**WHAT YOU SHOULD DO**
Write out every entry below word for word, without changing anything.

**EXTRACTED DATA**
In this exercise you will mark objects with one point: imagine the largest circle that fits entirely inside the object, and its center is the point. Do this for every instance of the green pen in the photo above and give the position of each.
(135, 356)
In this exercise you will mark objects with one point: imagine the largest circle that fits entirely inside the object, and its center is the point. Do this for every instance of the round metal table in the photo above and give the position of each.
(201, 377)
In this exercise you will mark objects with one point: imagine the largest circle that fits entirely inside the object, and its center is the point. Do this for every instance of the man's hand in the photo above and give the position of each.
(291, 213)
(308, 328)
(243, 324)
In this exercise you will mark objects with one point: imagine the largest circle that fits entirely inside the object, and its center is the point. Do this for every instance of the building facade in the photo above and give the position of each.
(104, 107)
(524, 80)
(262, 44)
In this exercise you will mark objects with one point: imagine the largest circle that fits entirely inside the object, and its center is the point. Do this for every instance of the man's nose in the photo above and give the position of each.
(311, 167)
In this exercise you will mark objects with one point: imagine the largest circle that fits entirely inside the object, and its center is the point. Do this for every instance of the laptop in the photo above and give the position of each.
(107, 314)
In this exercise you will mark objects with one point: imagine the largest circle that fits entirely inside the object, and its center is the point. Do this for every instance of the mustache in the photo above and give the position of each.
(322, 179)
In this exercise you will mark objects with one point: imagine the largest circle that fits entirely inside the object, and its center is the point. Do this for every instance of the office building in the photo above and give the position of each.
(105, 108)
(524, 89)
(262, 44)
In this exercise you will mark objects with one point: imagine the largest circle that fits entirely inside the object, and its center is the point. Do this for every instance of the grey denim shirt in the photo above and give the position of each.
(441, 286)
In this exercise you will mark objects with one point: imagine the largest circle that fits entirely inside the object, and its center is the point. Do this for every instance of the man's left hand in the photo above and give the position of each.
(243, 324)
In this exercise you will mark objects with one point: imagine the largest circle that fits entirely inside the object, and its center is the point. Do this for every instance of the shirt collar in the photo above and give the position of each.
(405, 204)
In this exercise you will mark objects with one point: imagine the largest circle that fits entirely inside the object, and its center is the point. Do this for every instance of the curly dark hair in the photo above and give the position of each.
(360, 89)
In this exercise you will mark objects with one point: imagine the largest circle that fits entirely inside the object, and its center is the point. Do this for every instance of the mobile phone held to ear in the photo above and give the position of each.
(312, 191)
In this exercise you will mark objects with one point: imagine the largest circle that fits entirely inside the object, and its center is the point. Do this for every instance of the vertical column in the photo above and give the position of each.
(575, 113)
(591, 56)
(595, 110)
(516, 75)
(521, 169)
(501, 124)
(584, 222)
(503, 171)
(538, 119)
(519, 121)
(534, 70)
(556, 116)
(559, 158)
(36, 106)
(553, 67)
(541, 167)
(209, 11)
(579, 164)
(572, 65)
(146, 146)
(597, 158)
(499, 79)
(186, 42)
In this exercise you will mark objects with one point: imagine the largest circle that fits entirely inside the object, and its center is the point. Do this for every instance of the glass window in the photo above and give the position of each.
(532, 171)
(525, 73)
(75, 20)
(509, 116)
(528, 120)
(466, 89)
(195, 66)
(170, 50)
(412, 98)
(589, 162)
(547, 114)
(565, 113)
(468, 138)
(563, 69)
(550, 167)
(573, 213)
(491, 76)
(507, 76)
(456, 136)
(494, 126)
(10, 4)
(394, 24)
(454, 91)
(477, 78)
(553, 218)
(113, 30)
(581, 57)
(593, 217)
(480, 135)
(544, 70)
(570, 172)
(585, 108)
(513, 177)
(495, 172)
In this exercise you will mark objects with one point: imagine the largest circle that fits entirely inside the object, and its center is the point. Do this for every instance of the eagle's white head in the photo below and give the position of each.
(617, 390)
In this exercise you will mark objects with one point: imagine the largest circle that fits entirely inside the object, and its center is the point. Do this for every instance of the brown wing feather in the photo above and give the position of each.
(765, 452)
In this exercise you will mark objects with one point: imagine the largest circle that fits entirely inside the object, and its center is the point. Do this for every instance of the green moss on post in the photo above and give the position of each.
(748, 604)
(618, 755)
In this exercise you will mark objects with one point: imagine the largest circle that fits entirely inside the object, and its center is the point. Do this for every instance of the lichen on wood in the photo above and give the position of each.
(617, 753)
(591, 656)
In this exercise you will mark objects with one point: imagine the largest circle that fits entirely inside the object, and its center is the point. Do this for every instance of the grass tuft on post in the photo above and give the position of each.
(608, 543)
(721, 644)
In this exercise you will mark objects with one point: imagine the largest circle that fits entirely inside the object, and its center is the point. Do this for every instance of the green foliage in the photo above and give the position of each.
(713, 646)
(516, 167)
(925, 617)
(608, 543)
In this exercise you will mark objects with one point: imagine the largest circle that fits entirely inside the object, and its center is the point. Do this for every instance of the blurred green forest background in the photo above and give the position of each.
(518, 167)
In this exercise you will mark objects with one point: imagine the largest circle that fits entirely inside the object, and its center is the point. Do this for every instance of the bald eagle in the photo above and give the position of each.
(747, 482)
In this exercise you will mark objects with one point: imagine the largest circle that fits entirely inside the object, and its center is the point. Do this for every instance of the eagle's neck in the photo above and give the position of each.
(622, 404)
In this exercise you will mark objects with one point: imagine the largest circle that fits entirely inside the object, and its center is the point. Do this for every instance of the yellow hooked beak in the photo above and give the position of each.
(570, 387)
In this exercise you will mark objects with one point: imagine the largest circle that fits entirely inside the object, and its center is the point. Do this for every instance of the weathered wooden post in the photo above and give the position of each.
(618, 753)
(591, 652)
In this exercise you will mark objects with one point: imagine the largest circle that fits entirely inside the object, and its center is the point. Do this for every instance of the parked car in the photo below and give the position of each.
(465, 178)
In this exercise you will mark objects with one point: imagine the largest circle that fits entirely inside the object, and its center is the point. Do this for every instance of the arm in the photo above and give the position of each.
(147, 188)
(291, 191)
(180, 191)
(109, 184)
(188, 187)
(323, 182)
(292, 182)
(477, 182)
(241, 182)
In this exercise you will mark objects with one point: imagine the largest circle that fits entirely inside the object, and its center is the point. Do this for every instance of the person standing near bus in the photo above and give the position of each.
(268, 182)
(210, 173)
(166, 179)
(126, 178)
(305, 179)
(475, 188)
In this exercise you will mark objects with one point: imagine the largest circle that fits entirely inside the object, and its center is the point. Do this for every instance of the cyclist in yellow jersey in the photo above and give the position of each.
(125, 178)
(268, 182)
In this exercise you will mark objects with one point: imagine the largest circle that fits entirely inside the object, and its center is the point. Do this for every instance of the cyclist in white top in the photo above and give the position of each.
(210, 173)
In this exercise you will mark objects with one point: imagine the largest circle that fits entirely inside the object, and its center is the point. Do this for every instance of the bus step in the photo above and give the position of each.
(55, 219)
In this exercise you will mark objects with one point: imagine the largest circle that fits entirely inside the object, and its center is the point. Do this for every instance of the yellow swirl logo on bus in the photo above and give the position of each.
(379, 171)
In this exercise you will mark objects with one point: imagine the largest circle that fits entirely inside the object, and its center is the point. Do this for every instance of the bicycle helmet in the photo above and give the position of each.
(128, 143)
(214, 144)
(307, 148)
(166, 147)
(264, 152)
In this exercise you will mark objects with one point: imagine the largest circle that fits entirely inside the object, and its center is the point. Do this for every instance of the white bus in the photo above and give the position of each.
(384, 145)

**EXERCISE OUTPUT**
In this exercise you will mark objects with one point: imagine the largest circle that fits entirely inside the object, and its center is the point. Do this for every instance of the green pen in the photo above and give the position of each.
(135, 356)
In this exercise you will mark objects with one point: imagine the largest circle that fits entirely inside the object, and its center is the point. Do this for every instance of the round metal table in the photo above and give the position of each.
(201, 377)
In this exercise you will mark objects with one point: imagine the largest circle that fits entirely inside the object, and its center is the point. Do this for every instance of the man's hand in the photo above and give the position of each.
(291, 213)
(308, 328)
(243, 324)
In this exercise you will mark objects with one point: imagine the largest circle that fits entirely inside the object, and its center is the point. Do this for every instance of the building facade in the photo above and give the position of each.
(104, 107)
(524, 80)
(262, 44)
In this exercise you will mark objects with one point: imagine the largest circle that fits entirely inside the object, and its center is the point. Do this for every instance of the man's nose in the photo above and give the position of each.
(311, 167)
In this exercise you will mark objects with one point: imagine the largest circle that fits entirely inside the object, and its center is the point. Do this for every instance of the laptop in the photo above and give the position of each.
(107, 314)
In this exercise you will mark objects with one point: imagine the largest circle that fits entirely inside the object, and its center is the point. Do this for every instance of the mustache in the photo above and give the position of each.
(322, 179)
In this exercise you will mark objects with one point: imagine the largest circle that fits entirely inside the object, and its center is the point. Do this for every instance of the office building in the photo above and give the position of each.
(105, 108)
(524, 89)
(262, 44)
In this exercise you will mark objects with one point: imagine the largest circle that fits entirely inside the object, and its center is the point. Do this for every instance of the grey denim shirt in the photo above and give the position of each.
(441, 286)
In this exercise you will mark objects with one point: imagine the largest circle that fits entirely inside the object, and its center is the point. Do this for every instance of the man's left hand in the photo above and give the position of each.
(243, 324)
In this exercise you will mark objects with one point: imagine the largest circle that fits entirely inside the object, and its center is the point. Do this for every instance of the shirt collar in the photo above and give the position of each.
(405, 204)
In this exercise you will mark objects with one point: imagine the largest circle that fits entirely inside the object, and its center is the point. Do this for every instance of the curly dark hair in the photo above and give the position of each.
(360, 89)
In this exercise you will mark objects with one point: imagine the largest circle that fits entirely inside the object, and its center is the point. Do this for every instance of the mobile phone held to ear in the photo above and give the position of each.
(312, 191)
In this exercise you will mark objects with one point: imagine the largest circle that fits entirely inside the object, and its center is the point. Do this for every instance of the vertical column in the photo above and give the position of each.
(575, 113)
(591, 56)
(595, 110)
(516, 75)
(521, 169)
(501, 124)
(584, 222)
(503, 171)
(538, 119)
(519, 121)
(534, 70)
(556, 116)
(559, 158)
(36, 106)
(553, 67)
(541, 167)
(209, 11)
(579, 164)
(572, 65)
(146, 146)
(597, 158)
(499, 79)
(186, 42)
In this exercise you will mark objects with one point: imagine the largest circle that fits entirely inside the object, and its center is the point. Do this for every instance of the glass window in the photo above and give the position of each.
(532, 171)
(525, 73)
(75, 20)
(509, 116)
(528, 120)
(466, 89)
(195, 66)
(170, 50)
(412, 98)
(589, 162)
(547, 114)
(565, 113)
(468, 138)
(563, 69)
(550, 167)
(573, 213)
(491, 76)
(507, 76)
(456, 136)
(494, 126)
(10, 4)
(394, 24)
(454, 91)
(477, 78)
(553, 218)
(113, 30)
(581, 57)
(593, 217)
(480, 135)
(544, 70)
(570, 172)
(585, 108)
(513, 177)
(495, 172)
In this exercise you will mark objects with one point: imagine the largest circle that fits entirely inside the object, and its center is the point. Do this for every instance of the eagle's white head in the photo below and give the position of each.
(617, 390)
In this exercise you will mark objects with one point: imagine the largest circle that fits entirely inside the object, and its center is the point. Do this for every instance of the brown wing feather in the photo above and give the position of each.
(765, 452)
In this exercise you will mark objects with one point: imagine the largest circle that fits entirely inside the object, and its center is the point. Do this for every instance of the green moss on post in the photo above and give the position of each.
(748, 604)
(618, 755)
In this exercise you will mark objects with one point: imagine the largest circle that fits entirely inside the object, and its center is the point. Do this for every instance of the lichen on wood in the photo above and give the position of each.
(617, 753)
(591, 656)
In this exercise you will mark objects with one point: imagine the largest circle that fits entirely inside the object, and its center is the point. Do this for every instance of the grass tuft on post in the photo above and give the position of each.
(608, 543)
(721, 644)
In this exercise you will mark objects with one point: imagine the largest circle that fits entirely inside the object, and its center is the point. Do this for every instance of the green foliage in the photo above and give the position of each.
(713, 646)
(516, 167)
(925, 617)
(608, 543)
In this exercise you will mark objects with one point: imagine the largest circle that fits entirely inside the object, and its center is the point. Do this for every instance of the blurred green forest background in the photo above and give the position of each.
(518, 167)
In this exercise you will mark objects with one point: imagine the largest circle that fits entirely inside the object, and its center is the point. Do this for every instance of the bald eagle in the photo above and give the position of each.
(747, 482)
In this exercise you will mark objects with one point: imagine the largest circle that fits entirely inside the object, and its center is the point. Do this for every instance of the eagle's neck in the photo above and give the position of each.
(622, 404)
In this exercise you will mark objects with one point: imagine the largest circle that fits entirely inside the object, and its center is the point. Do this for every instance of the yellow hooked beak in the photo above and give the position of each.
(570, 387)
In this exercise you will mark objects with one point: imagine the largest circle that fits entirely inside the object, and its center is the point. Do this for every instance of the weathered wooden post in the photo above and give the position of each.
(618, 753)
(591, 652)
In this exercise you will mark objects with one point: imagine the largest circle that fits entirely inside the object, and its center is the point. Do this for every instance of the parked car in the photo below and give the position of each.
(465, 178)
In this exercise you will mark objects with one point: imagine the largest circle that fits entirely inside the object, and its center is the point. Do this for every instance of the arm in the photo above and give the position of each.
(147, 188)
(291, 191)
(180, 191)
(109, 184)
(188, 187)
(323, 182)
(292, 182)
(477, 182)
(241, 182)
In this exercise you will mark objects with one point: imagine the largest circle that fits entirely inside the object, and its center is the point. Do this for every instance of the person standing near bus in the photo above and give the position of each.
(268, 182)
(210, 173)
(166, 179)
(126, 178)
(305, 179)
(475, 188)
In this exercise you will mark objects with one point: imagine the largest circle that fits entirely inside the object, and its center is the point. Do this for every instance of the cyclist in yellow jersey in the photo above and give the position of each.
(125, 178)
(268, 182)
In this exercise you will mark objects with one point: imagine the largest circle that fits entirely inside the object, and its center is the point. Do this for every instance of the cyclist in white top in the photo above and give the position of each.
(210, 173)
In this exercise you will mark objects with one point: imagine the largest circle that fits entirely inside the object, and its center is the point. Do this for every instance of the bus step in the photo above and give the position of each.
(55, 219)
In this exercise you will mark objects with one point: imagine the largest circle that fits entirely inside the object, and its center is the point. Do this for every instance of the yellow swirl logo on bus in the photo above and give the position of each.
(379, 171)
In this exercise you will mark objects with one point: imagine the largest circle that fits entirely inside the object, and its center is the point. Do this for every instance of the bicycle helmet in the photo above and give the position of each.
(128, 143)
(214, 144)
(307, 148)
(166, 147)
(264, 152)
In this exercise you will mark objects with one point: imagine the largest circle that fits entirely inside the object, and its center is the point. Do this for every instance of the white bus in the photo above and give the position of each.
(384, 145)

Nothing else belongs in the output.